#### BRANO DEL DOCUMENTO

▽

In Piemonte il rudere che nessuno notava ora è uno spazio d’arte
Gli artisti 108 e CT lavorano da anni, in perfetta solitudine, in un rudere abbandonato del Piemonte, ora contenitore di una serie di lavori su parete
Un codice, “VLNV”, nasconde le coordinate di un luogo fuori dal comune. Un rudere dove due artisti, 108 e CT, ovvero Guido Bisagni e Matteo Castigliano, nell’arco di sette anni hanno lavorato incessantemente su ogni parete, realizzando grandi murali liberi da qualunque commissione e da qualsivoglia enfasi espositiva. Un posto dove i due artisti sperimentano in assoluta tranquillità soluzioni che poi trovano una strada regolare e ufficiale in studio. Per anni questo luogo, tuttora segreto, non è stato battuto da graffittari, vandali e senzatetto. Oppure i suoi “avventori” si sono dimostrati rispettosi, magari perché semplicemente disinteressati, consentendo alle numerose pitture di avvicendarsi intatte nel tempo.

△

#### OBIETTIVI
A. Elenca le categorie di persone che, secondo il testo sul rudere piemontese, per anni non hanno frequentato quel luogo.
B. Prosegui il testo sul rudere piemontese a partire dopo la sua ultima frase.

#### DATI ESTRATTI
▽

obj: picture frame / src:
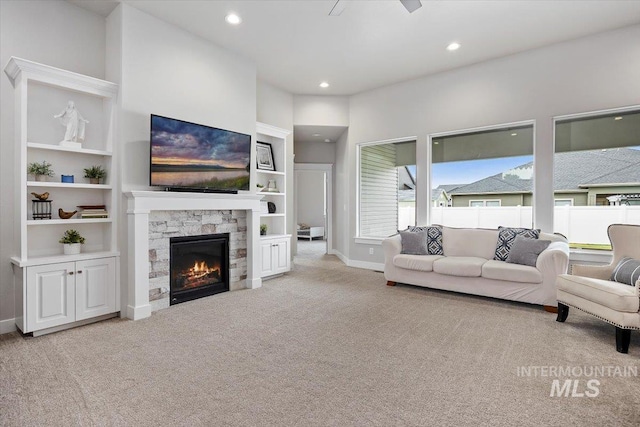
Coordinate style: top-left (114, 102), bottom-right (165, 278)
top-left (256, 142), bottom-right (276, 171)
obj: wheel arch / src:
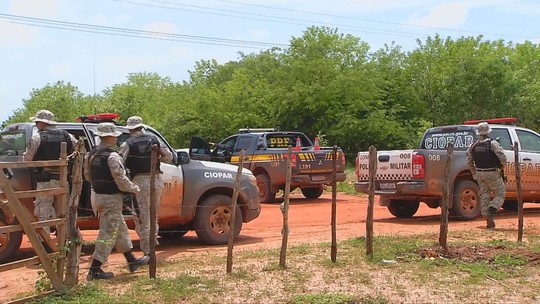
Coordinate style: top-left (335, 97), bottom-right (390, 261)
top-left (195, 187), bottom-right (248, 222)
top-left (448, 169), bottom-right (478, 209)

△
▽

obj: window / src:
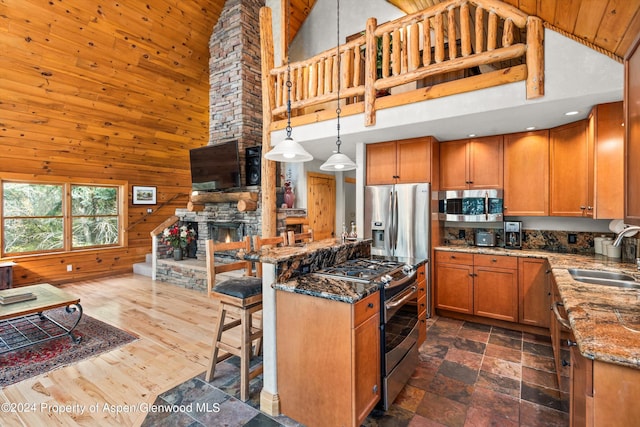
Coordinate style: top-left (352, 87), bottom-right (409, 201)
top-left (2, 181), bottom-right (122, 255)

△

#### RISPOSTE AI COMPITI
A. Graffittari, vandali e senzatetto.

B.
L’operazione VLNV di 108 e CT
Parlo di una struttura che ho visitato e documentato, con un certo spirito d’avventura, che si sviluppa per tre piani, con ampi, lunghi spazi aperti e dunque ben illuminati. Non esistono infissi e manca completamente la facciata di un intero lato dell’edificio. Ogni cosa è esposta ai capricci del tempo, come un corpo perennemente congestionato che ostinatamente rifiuta calore e cure. Mi sono mosso in questo organismo come una cellula estranea, che, perdendosi nelle arterie malate, è scesa fino a una cavità estrema: lì, ho riconosciuto me stesso nella società in cui vivo. A ogni modo, tutto sembra predisposto per essere un museo ben rappresentativo del nostro tempo: in alcune rare e formidabili situazioni, Guido Bisagni e Matteo Castigliano vi hanno organizzato mostre, con tanto di invito per la giornata inaugurale e tutta la promozione a seguire, in un’ala specifica dell’immenso spazio, ancora più riservata. Il pubblico che li segue poteva solamente subodorare l’esistenza di questo luogo, senza potervi arrivare facilmente. Con la giusta attenzione e la dovuta volontà, alcuni indizi potevano però condurre al luogo pirata. Pochissimi intimi hanno potuto così visitare le due mostre: Default(2023) e Concrete Corner (2024).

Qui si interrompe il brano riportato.